Work instructions :: Print each line of the listing once more, precisely as given.

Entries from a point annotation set
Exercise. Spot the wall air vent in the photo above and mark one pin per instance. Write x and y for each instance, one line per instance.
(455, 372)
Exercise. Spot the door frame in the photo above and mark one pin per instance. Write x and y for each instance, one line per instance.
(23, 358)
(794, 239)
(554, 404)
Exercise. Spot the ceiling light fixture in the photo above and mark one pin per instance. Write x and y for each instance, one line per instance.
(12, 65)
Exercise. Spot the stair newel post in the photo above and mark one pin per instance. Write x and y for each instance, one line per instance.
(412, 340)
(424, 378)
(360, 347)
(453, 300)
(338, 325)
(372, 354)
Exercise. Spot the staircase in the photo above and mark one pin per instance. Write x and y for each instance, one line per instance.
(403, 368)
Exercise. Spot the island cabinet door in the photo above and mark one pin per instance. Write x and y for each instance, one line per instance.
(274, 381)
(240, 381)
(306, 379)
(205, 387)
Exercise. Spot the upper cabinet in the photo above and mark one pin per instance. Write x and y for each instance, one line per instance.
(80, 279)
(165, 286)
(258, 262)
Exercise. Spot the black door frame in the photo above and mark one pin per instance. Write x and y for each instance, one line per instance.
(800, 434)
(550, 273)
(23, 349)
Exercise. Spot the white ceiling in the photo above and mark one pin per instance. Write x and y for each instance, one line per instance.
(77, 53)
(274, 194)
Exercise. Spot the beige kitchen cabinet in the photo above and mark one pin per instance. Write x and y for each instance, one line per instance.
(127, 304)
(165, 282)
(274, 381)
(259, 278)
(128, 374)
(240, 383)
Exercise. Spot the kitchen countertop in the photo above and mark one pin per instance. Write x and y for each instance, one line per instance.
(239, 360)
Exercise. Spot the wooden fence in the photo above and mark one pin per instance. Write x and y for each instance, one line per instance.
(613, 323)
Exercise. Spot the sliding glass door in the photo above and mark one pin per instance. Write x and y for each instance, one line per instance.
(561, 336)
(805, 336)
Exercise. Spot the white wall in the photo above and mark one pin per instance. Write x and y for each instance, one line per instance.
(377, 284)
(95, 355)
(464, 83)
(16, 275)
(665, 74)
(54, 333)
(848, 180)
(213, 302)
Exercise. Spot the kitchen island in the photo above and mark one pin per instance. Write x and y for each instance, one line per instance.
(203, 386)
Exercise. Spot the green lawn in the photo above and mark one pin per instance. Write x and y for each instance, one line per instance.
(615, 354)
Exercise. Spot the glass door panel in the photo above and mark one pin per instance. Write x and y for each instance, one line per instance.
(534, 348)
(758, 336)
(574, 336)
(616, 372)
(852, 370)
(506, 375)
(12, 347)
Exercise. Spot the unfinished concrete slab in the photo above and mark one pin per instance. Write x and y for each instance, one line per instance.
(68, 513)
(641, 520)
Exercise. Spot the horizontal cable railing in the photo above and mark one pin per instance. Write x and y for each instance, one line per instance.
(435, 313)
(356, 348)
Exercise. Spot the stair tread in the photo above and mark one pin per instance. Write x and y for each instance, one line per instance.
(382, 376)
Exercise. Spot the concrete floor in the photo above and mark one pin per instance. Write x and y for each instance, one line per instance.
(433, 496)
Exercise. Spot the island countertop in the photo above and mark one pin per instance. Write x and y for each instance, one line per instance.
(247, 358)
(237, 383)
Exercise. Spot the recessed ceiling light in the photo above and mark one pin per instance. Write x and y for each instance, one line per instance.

Response to this exercise ::
Exercise. Spot the wall air vent in the photo above and mark one pin per instance. Write x and y for each instance, one line per instance.
(455, 372)
Exercise. Spot the door frame in the photo above and mark one pin per instance. Write x and y for each instance, one line per instance.
(23, 358)
(794, 239)
(554, 404)
Exercise. Spot the ceiling light fixture in the photo above and mark one pin per instance. Write x and y for each instance, one line per instance.
(12, 65)
Exercise. Spot the stair newel post in the photo above and mark one pin per instance. Write x and y for each instance, one line per instance.
(412, 340)
(424, 378)
(360, 347)
(453, 300)
(338, 325)
(372, 354)
Exercise. Spot the staircase in the photo above and mark one pin per instance. Write x and y for each instance, one line per instance.
(403, 368)
Exercise. Spot the island cabinet door in the photo above and mark one pin per instance. Write x and y for each instance, one line per instance.
(274, 381)
(240, 381)
(306, 379)
(205, 387)
Exercise. Spot the upper cabinet in the photo above and mark one pin per instance. Write x and y for each instance, one line per instance.
(80, 279)
(165, 286)
(258, 262)
Exercise. Spot the black door frame in the photo above and mark one pin per instance. Write x and y for each instance, one line per instance.
(800, 434)
(550, 273)
(23, 349)
Exercise. Spot the white ceiling in the photo above and mark one pin per instance. Write x and y for each instance, one line per instance.
(77, 53)
(274, 194)
Exercise. Spot the beige kitchen cabinet in the photo above and mark one pin per instance. Write x and y for each instance, one line per instance.
(127, 304)
(165, 282)
(274, 381)
(259, 278)
(128, 374)
(240, 383)
Exercise. Spot the kitchen countertop in the photo above and mark one pin per instance. Write x and y for each instance, one line per instance.
(239, 360)
Exercise. Spot the wooden fence in the photo above and mark one pin per instance. Write x and y for each instance, one line per instance.
(613, 323)
Exercise. Spot the sliding glass door in the photo above and mark one pin per instance. Write x and y for each instance, one line per instance.
(561, 336)
(805, 336)
Exercise. Spot the white wall in the photo above and mark one pin per instance. Write x and y for each instance, one line per instance.
(377, 284)
(95, 355)
(464, 83)
(16, 275)
(665, 74)
(54, 333)
(848, 180)
(213, 302)
Exercise. Spot the kitchen island in the photo above and mark one pin per instance. Write x and y for each instance, one line per instance.
(203, 386)
Exercise. Spot the green lawn in the photo above and mark one pin per instance. Write x and y for each instance, one line per instance.
(615, 354)
Exercise. Spot the glass door panel in the photo above and mark one pin per instance. Write x and y for each instance, one line per instance.
(534, 348)
(758, 336)
(574, 336)
(616, 372)
(852, 370)
(506, 375)
(12, 347)
Exercise. Spot the unfinished concrete slab in the photo above and mark one pin per instance. Write x and y for each instance, one line per instance.
(68, 513)
(641, 520)
Exercise. Spot the horizontal cable railing in the photo above and mark one pin per instance. Write x and y for each instance, one line per instance.
(435, 313)
(356, 348)
Exercise. Spot the stair tread in the photo above and mark one pin per instance. Write x and y for each instance, one line per instance.
(382, 376)
Exercise. Spot the concrete floor in the photo above and mark one pin per instance. Write x and y for each instance, one line per instance.
(433, 496)
Exercise. Spot the island countertop in the photo above and mark one pin per instance. Write x and y for each instance, one line per instance.
(247, 358)
(237, 383)
Exercise. Spot the recessed ceiling light in the photo above and mark one pin per instance. Write x and y for each instance, one line per instance.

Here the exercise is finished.